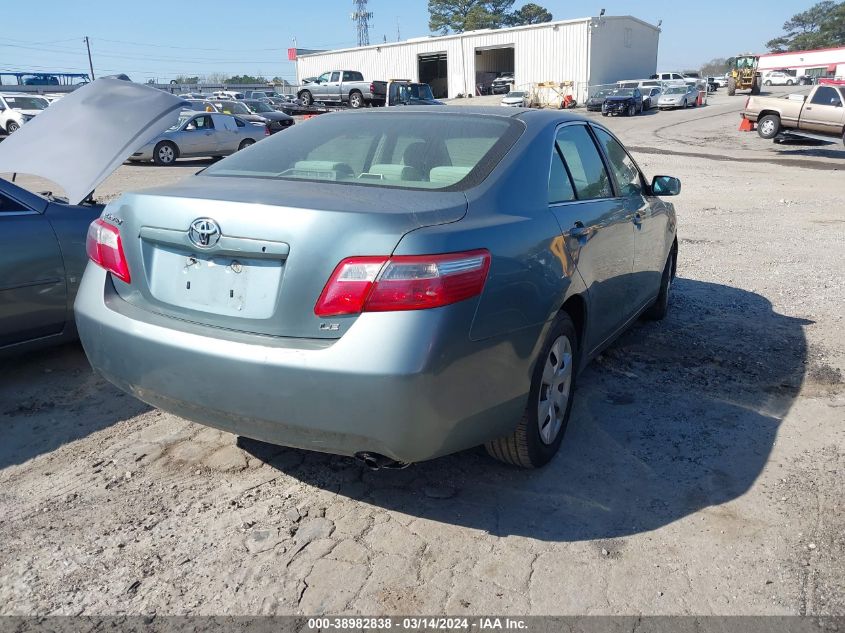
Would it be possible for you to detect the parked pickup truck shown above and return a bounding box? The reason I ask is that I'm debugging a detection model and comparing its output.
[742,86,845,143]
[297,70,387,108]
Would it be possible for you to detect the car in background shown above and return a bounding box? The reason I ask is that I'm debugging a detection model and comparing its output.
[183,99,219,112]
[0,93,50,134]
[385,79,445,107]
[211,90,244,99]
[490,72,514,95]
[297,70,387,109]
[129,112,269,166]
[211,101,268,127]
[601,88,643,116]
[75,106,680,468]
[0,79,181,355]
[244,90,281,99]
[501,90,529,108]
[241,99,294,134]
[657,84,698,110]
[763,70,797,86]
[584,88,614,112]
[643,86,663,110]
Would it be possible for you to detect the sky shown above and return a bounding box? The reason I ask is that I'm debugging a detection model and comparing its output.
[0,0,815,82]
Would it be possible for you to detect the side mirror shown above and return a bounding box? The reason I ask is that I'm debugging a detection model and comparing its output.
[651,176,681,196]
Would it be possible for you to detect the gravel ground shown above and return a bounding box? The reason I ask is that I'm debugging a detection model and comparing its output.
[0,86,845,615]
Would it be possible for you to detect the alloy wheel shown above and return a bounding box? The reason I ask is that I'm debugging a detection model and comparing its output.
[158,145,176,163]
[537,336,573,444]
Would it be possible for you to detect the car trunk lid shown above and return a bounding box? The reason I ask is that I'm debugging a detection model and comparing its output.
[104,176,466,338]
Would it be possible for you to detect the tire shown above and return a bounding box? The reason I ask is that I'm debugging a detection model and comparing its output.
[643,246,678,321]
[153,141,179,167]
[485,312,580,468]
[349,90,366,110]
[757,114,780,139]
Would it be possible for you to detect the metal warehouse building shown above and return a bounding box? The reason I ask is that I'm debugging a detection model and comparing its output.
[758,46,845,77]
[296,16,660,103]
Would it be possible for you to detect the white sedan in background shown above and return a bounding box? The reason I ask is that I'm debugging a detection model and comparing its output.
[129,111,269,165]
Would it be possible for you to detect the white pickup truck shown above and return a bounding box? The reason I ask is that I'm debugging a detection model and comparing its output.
---------------
→ **Task directions**:
Copy out the stretch from the start of the entries through the line containing "[537,336,573,444]", requests included, and add 79 to every number in the bounding box coordinates. Give only that stretch, and leave the pictures out.

→ **Answer to this task**:
Would it be possible for you to detect the parked pickup truck shown above and return a bounding box? The reason I ask is that I'm debugging a detection model and comparing its output.
[821,165,924,222]
[376,149,466,187]
Would it be possible for you to detect the car in background shown above and return a bounding box? The reason I ask is that I'm debugging a detection model and comparing its output.
[262,178,298,191]
[79,172,129,213]
[464,158,524,186]
[290,169,323,178]
[569,151,593,174]
[376,149,466,188]
[208,191,348,245]
[290,180,347,206]
[680,167,722,195]
[154,185,759,547]
[79,158,260,434]
[323,169,360,178]
[580,169,608,187]
[320,178,373,213]
[736,163,777,189]
[842,149,876,165]
[663,167,693,191]
[722,165,742,189]
Would it be possible for you to detect the sky shown above and return a bounding box? The reason I ask is that I'm debugging a detection model and comparing its output.
[79,79,894,161]
Would it be possible for you to detect the side mirror shown above and return a bounding box? The reason I ask is that I'm debugging a detection model and comparing its output.
[730,255,760,275]
Would it be possible for you to detect the gravel ground shown above and return a bounding box? The reason I ask is that I'm debugging a detection model and comparing its output.
[79,165,924,694]
Would it be possible for you to detect the alloy wheel shown above and return a bounding box? The reason I ask is that I'm debugging a detection model and comparing its output.
[237,224,255,242]
[616,415,652,523]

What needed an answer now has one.